[Outline records for image regions]
·····

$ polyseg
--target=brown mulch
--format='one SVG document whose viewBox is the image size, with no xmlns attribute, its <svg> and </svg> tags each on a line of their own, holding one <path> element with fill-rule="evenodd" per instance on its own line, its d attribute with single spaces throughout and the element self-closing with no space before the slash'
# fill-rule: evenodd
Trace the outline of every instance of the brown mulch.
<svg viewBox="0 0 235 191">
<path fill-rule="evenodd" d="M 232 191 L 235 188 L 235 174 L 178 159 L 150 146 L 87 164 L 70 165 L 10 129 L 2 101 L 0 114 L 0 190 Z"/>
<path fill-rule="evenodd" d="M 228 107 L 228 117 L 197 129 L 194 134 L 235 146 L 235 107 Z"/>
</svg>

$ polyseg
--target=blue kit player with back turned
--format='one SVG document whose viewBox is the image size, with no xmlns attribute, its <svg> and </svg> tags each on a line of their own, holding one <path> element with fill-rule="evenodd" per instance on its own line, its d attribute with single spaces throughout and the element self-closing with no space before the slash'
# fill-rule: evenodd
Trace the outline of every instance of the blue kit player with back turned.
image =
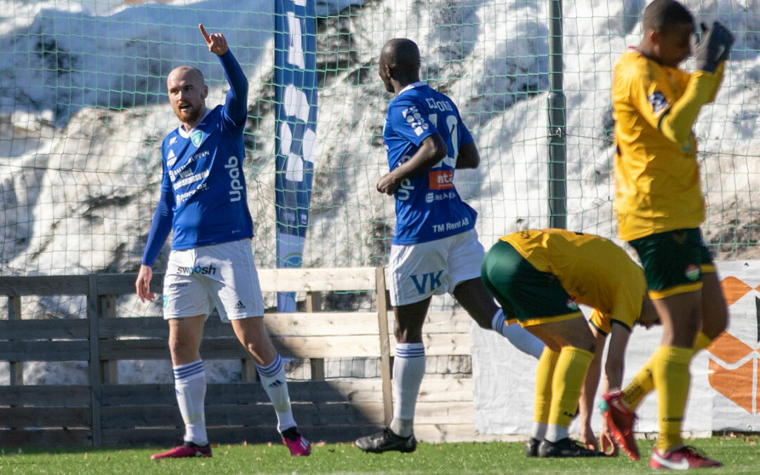
<svg viewBox="0 0 760 475">
<path fill-rule="evenodd" d="M 264 302 L 251 249 L 253 222 L 242 169 L 248 80 L 224 36 L 199 27 L 209 51 L 219 56 L 230 87 L 224 106 L 208 109 L 208 88 L 200 70 L 179 66 L 166 79 L 169 100 L 181 124 L 161 145 L 161 195 L 135 286 L 141 300 L 156 297 L 150 290 L 153 264 L 173 231 L 163 280 L 163 318 L 169 321 L 185 435 L 182 445 L 150 458 L 211 456 L 199 350 L 204 323 L 214 307 L 223 321 L 232 323 L 256 362 L 290 454 L 309 455 L 311 445 L 296 429 L 282 359 L 264 326 Z"/>
<path fill-rule="evenodd" d="M 379 75 L 395 97 L 383 140 L 390 173 L 379 192 L 396 198 L 396 230 L 388 262 L 396 316 L 393 420 L 382 431 L 356 440 L 367 452 L 416 448 L 414 407 L 423 375 L 422 328 L 432 296 L 450 293 L 477 324 L 538 358 L 543 344 L 504 314 L 480 280 L 485 252 L 475 231 L 477 214 L 454 186 L 456 169 L 475 168 L 480 156 L 451 99 L 420 81 L 420 49 L 397 38 L 383 46 Z"/>
</svg>

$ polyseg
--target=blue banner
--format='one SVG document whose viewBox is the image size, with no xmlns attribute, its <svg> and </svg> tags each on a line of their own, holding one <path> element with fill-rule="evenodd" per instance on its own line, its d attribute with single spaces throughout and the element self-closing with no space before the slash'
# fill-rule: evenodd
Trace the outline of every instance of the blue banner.
<svg viewBox="0 0 760 475">
<path fill-rule="evenodd" d="M 309 226 L 317 129 L 315 0 L 275 0 L 274 100 L 277 268 L 299 268 Z M 277 312 L 295 312 L 277 294 Z"/>
</svg>

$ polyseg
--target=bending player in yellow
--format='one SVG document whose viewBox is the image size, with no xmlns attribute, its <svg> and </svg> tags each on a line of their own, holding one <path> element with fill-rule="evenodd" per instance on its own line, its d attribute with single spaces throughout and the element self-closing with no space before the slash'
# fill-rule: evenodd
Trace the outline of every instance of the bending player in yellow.
<svg viewBox="0 0 760 475">
<path fill-rule="evenodd" d="M 528 457 L 598 457 L 568 436 L 596 339 L 578 303 L 614 322 L 618 358 L 610 375 L 622 378 L 622 353 L 634 321 L 647 309 L 646 280 L 622 249 L 590 234 L 564 230 L 505 236 L 486 255 L 481 277 L 510 323 L 546 345 L 536 369 L 534 429 Z M 654 321 L 654 312 L 646 321 Z M 615 366 L 613 369 L 612 366 Z"/>
<path fill-rule="evenodd" d="M 619 233 L 638 253 L 649 295 L 664 327 L 660 347 L 635 385 L 657 390 L 660 436 L 652 468 L 688 469 L 720 464 L 686 447 L 680 430 L 689 392 L 689 363 L 725 329 L 727 312 L 715 267 L 699 225 L 705 204 L 697 144 L 692 127 L 702 105 L 713 100 L 733 37 L 718 23 L 702 25 L 673 0 L 655 0 L 644 12 L 644 37 L 615 68 L 615 208 Z M 693 51 L 692 51 L 693 50 Z M 696 68 L 679 64 L 693 52 Z M 705 337 L 697 338 L 701 328 Z M 632 412 L 640 394 L 626 390 L 604 396 L 605 419 L 632 456 Z M 625 401 L 630 407 L 625 407 Z"/>
</svg>

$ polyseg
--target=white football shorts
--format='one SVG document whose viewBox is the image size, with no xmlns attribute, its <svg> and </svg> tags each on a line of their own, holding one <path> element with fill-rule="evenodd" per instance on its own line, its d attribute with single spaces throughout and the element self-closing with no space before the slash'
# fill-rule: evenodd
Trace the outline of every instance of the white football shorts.
<svg viewBox="0 0 760 475">
<path fill-rule="evenodd" d="M 427 242 L 391 245 L 391 305 L 397 307 L 451 293 L 461 282 L 480 278 L 485 255 L 475 230 Z"/>
<path fill-rule="evenodd" d="M 208 315 L 222 321 L 264 315 L 251 239 L 172 251 L 163 278 L 163 318 Z"/>
</svg>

·····

• [What needs to be done] Print the entire listing above again with no changes, but leave out the pictures.

• [Response below]
$ polyseg
--target=brown mulch
--format='one SVG document whose viewBox is the image size, with no xmlns attribute, its <svg> and </svg> tags each on a line of their own, holding one <path> element with fill-rule="evenodd" per instance on its own line, its d attribute with single spaces throughout and the element self-closing with no space before the slash'
# fill-rule: evenodd
Trace the outline of every instance of the brown mulch.
<svg viewBox="0 0 235 191">
<path fill-rule="evenodd" d="M 232 191 L 235 188 L 235 174 L 178 159 L 150 146 L 87 164 L 70 165 L 10 129 L 2 101 L 0 114 L 0 190 Z"/>
<path fill-rule="evenodd" d="M 228 107 L 228 117 L 197 129 L 194 134 L 235 146 L 235 107 Z"/>
</svg>

$ polyseg
--target=blue kit player with back turned
--format='one SVG document whose viewBox is the image size, with no xmlns attribute, its <svg> and </svg> tags each on a line of their own, holding one <path> element with fill-rule="evenodd" per instance on its own line, its d attribute with single spaces throughout and the element self-closing with no space before the slash'
# fill-rule: evenodd
Trace the outline of every instance of the blue kit player with back turned.
image =
<svg viewBox="0 0 760 475">
<path fill-rule="evenodd" d="M 264 302 L 251 249 L 253 222 L 242 169 L 248 80 L 224 36 L 199 27 L 209 51 L 219 56 L 230 87 L 224 106 L 208 109 L 208 88 L 200 70 L 179 66 L 166 79 L 169 100 L 181 124 L 161 145 L 161 195 L 135 286 L 141 300 L 156 297 L 150 290 L 153 264 L 173 231 L 163 280 L 163 318 L 169 321 L 185 435 L 182 445 L 150 458 L 211 456 L 199 350 L 204 323 L 214 307 L 223 321 L 232 323 L 256 362 L 290 454 L 309 455 L 311 445 L 296 429 L 282 359 L 264 326 Z"/>
<path fill-rule="evenodd" d="M 379 75 L 395 97 L 383 140 L 390 173 L 379 192 L 396 198 L 396 230 L 388 262 L 396 316 L 393 420 L 382 431 L 356 440 L 367 452 L 416 448 L 414 407 L 423 375 L 422 328 L 432 296 L 450 293 L 477 324 L 538 358 L 543 344 L 504 314 L 480 280 L 485 252 L 475 231 L 477 214 L 454 186 L 456 169 L 475 168 L 480 156 L 451 99 L 420 81 L 420 49 L 397 38 L 383 46 Z"/>
</svg>

$ polyseg
--target=blue banner
--format='one SVG document whose viewBox is the image size, with no xmlns attribute, its <svg> and </svg> tags each on a line of their own, holding one <path> element with fill-rule="evenodd" per instance on its own line, its d attribute with single spaces throughout and the element self-closing with no space before the slash'
# fill-rule: evenodd
Trace the outline of every instance of the blue banner.
<svg viewBox="0 0 760 475">
<path fill-rule="evenodd" d="M 309 226 L 317 129 L 315 0 L 275 0 L 274 100 L 277 268 L 299 268 Z M 277 312 L 295 312 L 277 294 Z"/>
</svg>

$ polyseg
--target=bending player in yellow
--format='one SVG document whose viewBox is the image size, with no xmlns attribute, its <svg> and </svg> tags each on a line of their own, holding one <path> element with fill-rule="evenodd" per instance on its own line, its d attribute with single spaces throughout and the element self-closing with no space before the slash'
# fill-rule: evenodd
Trace the outline of every instance of the bending player in yellow.
<svg viewBox="0 0 760 475">
<path fill-rule="evenodd" d="M 528 457 L 598 457 L 568 436 L 596 339 L 578 303 L 614 322 L 618 358 L 610 375 L 622 378 L 622 353 L 634 321 L 647 309 L 646 280 L 622 249 L 590 234 L 564 230 L 505 236 L 486 255 L 481 277 L 510 323 L 546 345 L 536 369 L 534 429 Z M 654 321 L 654 312 L 646 321 Z M 615 366 L 613 369 L 612 366 Z"/>
<path fill-rule="evenodd" d="M 619 233 L 638 253 L 649 295 L 664 327 L 660 347 L 635 385 L 657 390 L 660 436 L 652 468 L 688 469 L 720 464 L 686 447 L 680 430 L 689 392 L 689 363 L 725 329 L 727 312 L 715 267 L 699 225 L 705 204 L 697 144 L 692 127 L 702 105 L 713 100 L 733 37 L 718 23 L 702 25 L 673 0 L 655 0 L 644 12 L 644 37 L 615 68 L 615 208 Z M 693 51 L 692 51 L 693 50 Z M 696 68 L 679 64 L 693 52 Z M 705 337 L 697 338 L 701 328 Z M 632 412 L 640 394 L 626 390 L 604 396 L 605 419 L 632 456 Z M 625 401 L 630 407 L 625 407 Z"/>
</svg>

$ polyseg
--target=white football shorts
--format='one SVG document whose viewBox is the image size, with no xmlns attribute, its <svg> and </svg> tags each on a line of their own, holding one <path> element with fill-rule="evenodd" per instance on its own line, its d attribute with single spaces throughout and the element self-closing with no space before the slash'
# fill-rule: evenodd
Trace the outline of every instance of the white football shorts.
<svg viewBox="0 0 760 475">
<path fill-rule="evenodd" d="M 427 242 L 391 245 L 391 305 L 397 307 L 451 293 L 461 282 L 480 278 L 485 255 L 475 230 Z"/>
<path fill-rule="evenodd" d="M 208 315 L 222 321 L 264 315 L 251 239 L 172 251 L 163 278 L 163 318 Z"/>
</svg>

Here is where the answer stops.